» WHAT TO WORK ON
Answer these three questions from the text on gene expression in E. coli:
1. What is the full name of the protein that makes a cell glow yellow?
2. About how many cells per minute did the robotic system process?
3. How many copies of the Adk protein does the "average" cell have?

Second, expressing a gene requires translation: making a protein using the instructions in the RNA. To see when protein was made, researchers use a clever trick (a trick whose invention won the Nobel Prize). As the protein of interest is made in the cell, it gets combined with a molecule of a protein called “Yellow Fluorescent Protein”, or YFP. True to its name, YFP glows yellow, so more of the specific protein means a brighter, yellower cell. Just like with RNA, this yellow glow can be measured, indicating anywhere from a few copies of the specific protein to thousands of copies.

These techniques had already been used to examine expression of single genes in a cell; in a new study, researchers examined expression of over a thousand genes in single cells of the common bacterium E. coli. To do this, they used a over a thousand different lineages of E. coli, each with one gene modified so its protein would be attached to YFP. They then built a special microscope slide that would send each of these bacteria past a detector, one by one, over and over again. This is amazing. It was all done robotically—moving the cells, counting the cells, measuring fluorescence, calculating the number of fluorescent RNAs or proteins per cell, everything—at about 8,000 cells per minute.

Their data is more reassuring than it is surprising; this paper is more of a technological tour de force than a leap into the unknown. They confirm that a completely “average” cell is no more a reality than a completely average human. Instead, the number of copies of each protein per cell varied according to a mathematical distribution. Some proteins are well represented, with thousands of copies per cell, others a scarcely found in any cells at all:

The “average” cell has 500 copies of the Adk protein, 300, copies of the AtpD protein, and 1 copy of the YjiE protein. But, less than one cell in 10 is average for the Adk or AtpD proteins, and only a third of cells are average for the YjiE protein.

» INFORMATION SUPPLIED

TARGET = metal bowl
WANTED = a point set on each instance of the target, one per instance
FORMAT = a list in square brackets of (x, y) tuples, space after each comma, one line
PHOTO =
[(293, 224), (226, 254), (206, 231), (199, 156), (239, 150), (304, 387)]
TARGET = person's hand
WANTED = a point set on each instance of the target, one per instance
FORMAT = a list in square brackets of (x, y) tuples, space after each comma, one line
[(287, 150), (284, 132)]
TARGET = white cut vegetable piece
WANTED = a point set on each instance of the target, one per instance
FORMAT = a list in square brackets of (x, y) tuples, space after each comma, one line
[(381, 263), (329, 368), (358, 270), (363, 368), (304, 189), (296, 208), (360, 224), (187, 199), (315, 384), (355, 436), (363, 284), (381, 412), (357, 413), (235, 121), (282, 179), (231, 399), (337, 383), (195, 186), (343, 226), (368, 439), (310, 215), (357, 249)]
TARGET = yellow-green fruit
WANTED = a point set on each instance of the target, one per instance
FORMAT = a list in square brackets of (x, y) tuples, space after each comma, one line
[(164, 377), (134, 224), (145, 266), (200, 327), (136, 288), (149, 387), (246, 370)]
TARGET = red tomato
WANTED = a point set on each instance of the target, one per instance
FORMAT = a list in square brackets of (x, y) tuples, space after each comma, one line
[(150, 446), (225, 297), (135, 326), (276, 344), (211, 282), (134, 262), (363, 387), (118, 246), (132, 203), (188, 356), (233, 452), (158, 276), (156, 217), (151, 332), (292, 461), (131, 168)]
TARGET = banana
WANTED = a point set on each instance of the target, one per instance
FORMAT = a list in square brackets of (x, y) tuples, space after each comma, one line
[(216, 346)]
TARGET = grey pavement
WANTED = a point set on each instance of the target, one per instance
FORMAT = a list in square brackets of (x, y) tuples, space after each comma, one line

» ANSWER BELOW
1. Yellow Fluorescent Protein (YFP)
2. About 8,000 cells per minute
3. 500 copies